» INSTRUCTIONS TO FOLLOW:
Without any pictures, print the lines below from the one that has "athlete's ear, and" through the one that has "of the light", exactly and nothing else.

(Region pointing data)
·····

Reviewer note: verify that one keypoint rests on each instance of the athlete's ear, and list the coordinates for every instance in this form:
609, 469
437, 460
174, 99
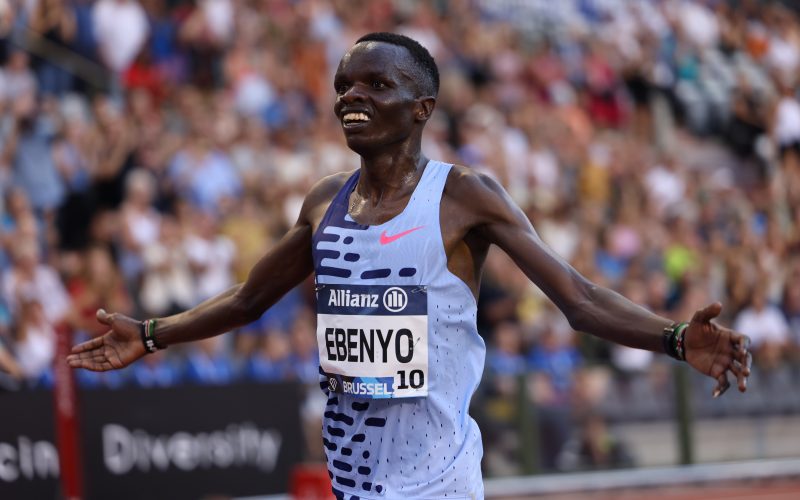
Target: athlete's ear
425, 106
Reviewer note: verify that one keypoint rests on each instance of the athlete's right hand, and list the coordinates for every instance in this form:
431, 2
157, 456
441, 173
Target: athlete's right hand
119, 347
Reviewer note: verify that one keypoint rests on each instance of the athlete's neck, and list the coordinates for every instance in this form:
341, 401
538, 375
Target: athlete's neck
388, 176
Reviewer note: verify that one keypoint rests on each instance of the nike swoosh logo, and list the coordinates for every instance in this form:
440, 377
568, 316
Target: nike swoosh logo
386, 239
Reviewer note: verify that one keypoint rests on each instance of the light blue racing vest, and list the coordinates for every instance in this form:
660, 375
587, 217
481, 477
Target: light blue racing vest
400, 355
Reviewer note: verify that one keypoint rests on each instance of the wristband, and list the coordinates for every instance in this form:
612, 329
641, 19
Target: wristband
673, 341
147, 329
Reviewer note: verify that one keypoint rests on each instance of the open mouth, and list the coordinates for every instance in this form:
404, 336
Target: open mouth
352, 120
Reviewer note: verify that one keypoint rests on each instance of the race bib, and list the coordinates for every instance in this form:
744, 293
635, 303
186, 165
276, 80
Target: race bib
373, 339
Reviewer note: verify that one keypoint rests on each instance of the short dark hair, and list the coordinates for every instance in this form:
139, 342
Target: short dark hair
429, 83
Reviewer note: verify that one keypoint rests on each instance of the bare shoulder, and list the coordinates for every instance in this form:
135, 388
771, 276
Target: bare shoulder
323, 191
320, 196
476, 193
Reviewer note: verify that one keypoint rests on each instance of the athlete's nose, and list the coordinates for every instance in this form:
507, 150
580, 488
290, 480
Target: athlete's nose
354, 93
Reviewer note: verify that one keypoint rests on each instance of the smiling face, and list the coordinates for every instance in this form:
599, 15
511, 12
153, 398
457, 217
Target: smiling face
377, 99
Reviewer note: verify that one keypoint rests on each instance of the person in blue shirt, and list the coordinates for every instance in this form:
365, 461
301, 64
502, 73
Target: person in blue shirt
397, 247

·····

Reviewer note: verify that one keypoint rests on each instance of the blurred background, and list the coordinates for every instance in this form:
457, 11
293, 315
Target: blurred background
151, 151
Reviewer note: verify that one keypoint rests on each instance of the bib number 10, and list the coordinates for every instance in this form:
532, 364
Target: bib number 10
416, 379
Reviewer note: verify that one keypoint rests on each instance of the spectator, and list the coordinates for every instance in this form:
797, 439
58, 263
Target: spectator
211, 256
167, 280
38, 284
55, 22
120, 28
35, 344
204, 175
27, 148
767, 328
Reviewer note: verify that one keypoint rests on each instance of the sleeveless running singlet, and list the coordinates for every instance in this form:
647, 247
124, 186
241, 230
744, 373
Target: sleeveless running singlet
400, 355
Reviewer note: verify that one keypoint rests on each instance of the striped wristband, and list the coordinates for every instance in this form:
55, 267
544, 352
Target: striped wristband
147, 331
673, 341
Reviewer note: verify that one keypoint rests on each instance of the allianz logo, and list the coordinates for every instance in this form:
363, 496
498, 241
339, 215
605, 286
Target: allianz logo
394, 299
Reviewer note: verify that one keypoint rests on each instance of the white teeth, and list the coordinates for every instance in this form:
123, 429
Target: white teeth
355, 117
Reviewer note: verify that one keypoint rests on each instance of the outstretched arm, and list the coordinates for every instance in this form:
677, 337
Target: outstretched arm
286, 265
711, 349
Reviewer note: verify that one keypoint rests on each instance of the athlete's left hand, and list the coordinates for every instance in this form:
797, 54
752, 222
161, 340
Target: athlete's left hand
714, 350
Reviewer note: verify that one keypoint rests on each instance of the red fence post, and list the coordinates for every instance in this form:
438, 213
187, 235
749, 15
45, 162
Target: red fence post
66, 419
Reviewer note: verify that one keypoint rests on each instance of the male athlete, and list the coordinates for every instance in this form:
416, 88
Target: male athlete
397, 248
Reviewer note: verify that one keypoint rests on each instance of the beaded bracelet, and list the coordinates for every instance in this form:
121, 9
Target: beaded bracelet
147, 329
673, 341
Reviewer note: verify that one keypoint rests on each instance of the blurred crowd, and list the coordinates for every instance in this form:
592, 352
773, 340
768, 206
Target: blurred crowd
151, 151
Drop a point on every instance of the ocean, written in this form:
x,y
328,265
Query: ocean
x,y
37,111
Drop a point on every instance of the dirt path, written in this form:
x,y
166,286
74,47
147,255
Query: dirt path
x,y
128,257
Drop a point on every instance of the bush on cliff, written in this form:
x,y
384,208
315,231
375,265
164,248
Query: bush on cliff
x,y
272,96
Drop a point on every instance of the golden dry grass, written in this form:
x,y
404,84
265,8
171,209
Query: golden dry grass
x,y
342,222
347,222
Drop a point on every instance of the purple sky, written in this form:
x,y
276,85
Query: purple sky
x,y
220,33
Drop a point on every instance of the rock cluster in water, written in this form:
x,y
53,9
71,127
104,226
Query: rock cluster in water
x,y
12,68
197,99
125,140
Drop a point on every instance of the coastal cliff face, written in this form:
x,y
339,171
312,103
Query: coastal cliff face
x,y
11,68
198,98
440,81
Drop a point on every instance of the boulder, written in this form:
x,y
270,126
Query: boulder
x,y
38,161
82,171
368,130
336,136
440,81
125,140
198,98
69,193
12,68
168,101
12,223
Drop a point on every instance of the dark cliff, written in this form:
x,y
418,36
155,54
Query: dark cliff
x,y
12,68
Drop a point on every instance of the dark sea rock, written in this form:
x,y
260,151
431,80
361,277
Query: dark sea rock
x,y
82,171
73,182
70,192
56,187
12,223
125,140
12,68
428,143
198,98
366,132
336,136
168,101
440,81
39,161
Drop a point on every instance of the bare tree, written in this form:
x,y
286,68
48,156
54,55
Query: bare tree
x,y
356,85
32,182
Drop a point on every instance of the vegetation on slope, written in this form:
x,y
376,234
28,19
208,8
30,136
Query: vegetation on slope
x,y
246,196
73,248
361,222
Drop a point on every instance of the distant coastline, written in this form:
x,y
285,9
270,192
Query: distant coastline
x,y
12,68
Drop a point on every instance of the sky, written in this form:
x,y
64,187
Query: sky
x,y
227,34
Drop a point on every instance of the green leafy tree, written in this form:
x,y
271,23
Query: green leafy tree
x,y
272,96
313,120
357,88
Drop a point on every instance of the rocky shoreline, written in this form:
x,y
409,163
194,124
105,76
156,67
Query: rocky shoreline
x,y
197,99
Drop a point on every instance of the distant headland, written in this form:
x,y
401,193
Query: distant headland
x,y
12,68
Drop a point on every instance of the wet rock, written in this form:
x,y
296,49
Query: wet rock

·····

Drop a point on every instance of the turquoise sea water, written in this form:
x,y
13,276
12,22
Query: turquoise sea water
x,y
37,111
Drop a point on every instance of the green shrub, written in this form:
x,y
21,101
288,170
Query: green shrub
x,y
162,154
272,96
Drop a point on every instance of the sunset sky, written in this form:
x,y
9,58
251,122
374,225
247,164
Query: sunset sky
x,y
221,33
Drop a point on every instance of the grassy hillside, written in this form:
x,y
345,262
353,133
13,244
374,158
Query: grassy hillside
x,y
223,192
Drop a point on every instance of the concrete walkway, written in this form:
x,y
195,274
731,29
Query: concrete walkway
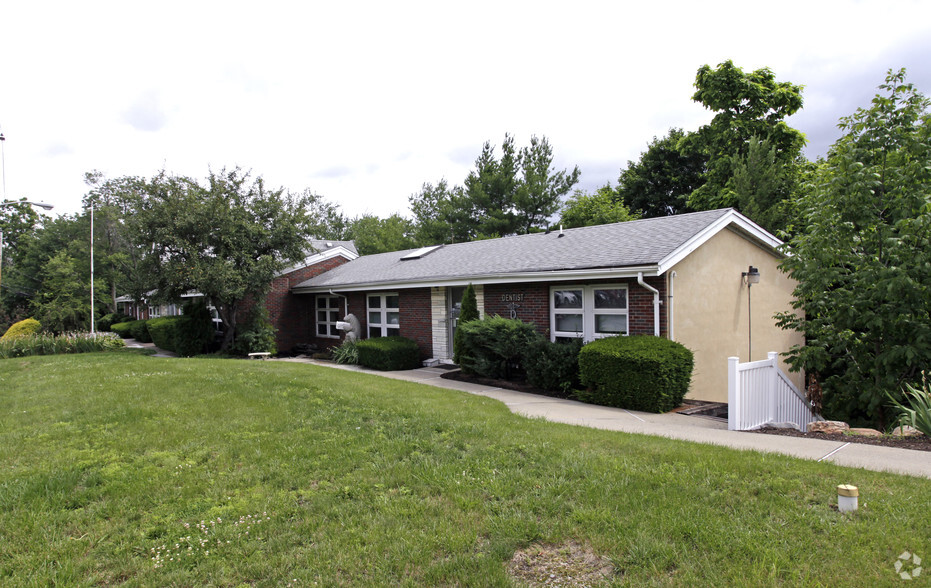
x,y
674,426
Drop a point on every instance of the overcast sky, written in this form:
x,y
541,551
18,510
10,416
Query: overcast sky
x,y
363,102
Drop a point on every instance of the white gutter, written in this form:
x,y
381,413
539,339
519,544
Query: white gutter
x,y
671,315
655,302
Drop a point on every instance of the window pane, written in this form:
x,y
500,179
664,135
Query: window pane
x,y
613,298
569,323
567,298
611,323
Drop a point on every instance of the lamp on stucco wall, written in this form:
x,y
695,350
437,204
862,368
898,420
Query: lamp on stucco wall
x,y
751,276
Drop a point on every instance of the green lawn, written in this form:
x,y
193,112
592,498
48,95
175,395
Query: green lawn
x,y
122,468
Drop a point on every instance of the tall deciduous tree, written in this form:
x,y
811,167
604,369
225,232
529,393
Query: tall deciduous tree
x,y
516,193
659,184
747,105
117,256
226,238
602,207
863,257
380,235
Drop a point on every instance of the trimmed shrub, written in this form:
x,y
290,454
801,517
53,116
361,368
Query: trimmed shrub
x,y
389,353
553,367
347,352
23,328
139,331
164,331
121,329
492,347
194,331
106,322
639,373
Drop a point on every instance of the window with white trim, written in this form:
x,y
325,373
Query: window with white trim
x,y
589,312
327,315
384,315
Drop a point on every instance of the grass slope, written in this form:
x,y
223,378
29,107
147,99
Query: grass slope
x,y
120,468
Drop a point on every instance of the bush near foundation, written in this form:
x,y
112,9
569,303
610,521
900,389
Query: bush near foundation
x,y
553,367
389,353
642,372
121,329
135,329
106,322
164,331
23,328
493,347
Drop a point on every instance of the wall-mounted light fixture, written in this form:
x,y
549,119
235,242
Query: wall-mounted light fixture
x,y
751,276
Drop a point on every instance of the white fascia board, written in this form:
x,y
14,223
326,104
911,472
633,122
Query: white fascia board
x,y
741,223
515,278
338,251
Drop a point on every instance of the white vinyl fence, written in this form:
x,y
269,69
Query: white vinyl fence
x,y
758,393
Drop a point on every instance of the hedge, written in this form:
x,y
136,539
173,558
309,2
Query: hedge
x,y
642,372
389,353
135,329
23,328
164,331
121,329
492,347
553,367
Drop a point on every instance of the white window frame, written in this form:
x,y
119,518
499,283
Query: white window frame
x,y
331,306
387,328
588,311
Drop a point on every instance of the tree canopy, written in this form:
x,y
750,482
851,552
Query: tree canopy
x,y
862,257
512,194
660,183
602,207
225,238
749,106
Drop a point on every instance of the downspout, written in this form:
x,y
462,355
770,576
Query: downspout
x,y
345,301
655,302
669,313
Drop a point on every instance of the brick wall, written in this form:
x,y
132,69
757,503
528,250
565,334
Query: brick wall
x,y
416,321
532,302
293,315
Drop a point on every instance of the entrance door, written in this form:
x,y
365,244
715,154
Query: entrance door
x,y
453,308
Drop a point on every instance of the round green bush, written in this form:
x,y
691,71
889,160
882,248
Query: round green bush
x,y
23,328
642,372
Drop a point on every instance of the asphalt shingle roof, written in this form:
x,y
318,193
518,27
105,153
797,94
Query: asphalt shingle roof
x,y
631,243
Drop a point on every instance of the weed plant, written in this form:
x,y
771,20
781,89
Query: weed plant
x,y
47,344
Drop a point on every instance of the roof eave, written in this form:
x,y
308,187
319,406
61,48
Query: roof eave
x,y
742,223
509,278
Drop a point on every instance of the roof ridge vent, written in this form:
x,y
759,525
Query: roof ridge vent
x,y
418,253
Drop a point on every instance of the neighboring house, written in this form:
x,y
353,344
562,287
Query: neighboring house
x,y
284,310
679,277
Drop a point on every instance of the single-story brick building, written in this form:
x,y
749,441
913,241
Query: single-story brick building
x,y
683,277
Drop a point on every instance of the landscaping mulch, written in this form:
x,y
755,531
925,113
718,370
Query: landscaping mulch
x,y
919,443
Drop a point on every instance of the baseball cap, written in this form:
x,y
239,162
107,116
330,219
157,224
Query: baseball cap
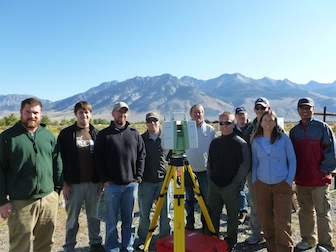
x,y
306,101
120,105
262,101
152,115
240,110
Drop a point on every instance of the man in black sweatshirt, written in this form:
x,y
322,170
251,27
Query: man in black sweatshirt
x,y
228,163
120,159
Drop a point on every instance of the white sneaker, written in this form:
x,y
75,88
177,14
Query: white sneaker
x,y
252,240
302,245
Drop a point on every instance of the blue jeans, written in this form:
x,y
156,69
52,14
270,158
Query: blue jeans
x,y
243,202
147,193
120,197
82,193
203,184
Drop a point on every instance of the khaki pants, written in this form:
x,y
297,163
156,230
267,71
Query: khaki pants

·····

» RESPONSE AREA:
Reviewer note: verify that one keypoint rests on each instance of the athlete's ear, and list the coordinates for every instance in this form:
609, 469
437, 460
174, 99
Target: athlete's ear
425, 106
Reviewer note: verify that one keypoint rests on each instance of the athlete's right hand, and list the coordinates for every instance in this form:
431, 2
157, 456
441, 173
Target: athlete's right hand
119, 347
Reviewer note: verify that one keypoint rests on each instance of the athlete's neck, and list the coordinates for every instance in this form:
341, 401
538, 375
Target: athlete's neck
388, 176
Reviewer note: verify that one keypoint rests on each instance of the nike swoosh logo, and list the coordinates for every instance in this form:
440, 377
568, 316
Target: nike swoosh logo
386, 239
Reviewer note: verify that one keypoint rests on each instance of the light blue racing vest, and list the coordinates for every instance in this form:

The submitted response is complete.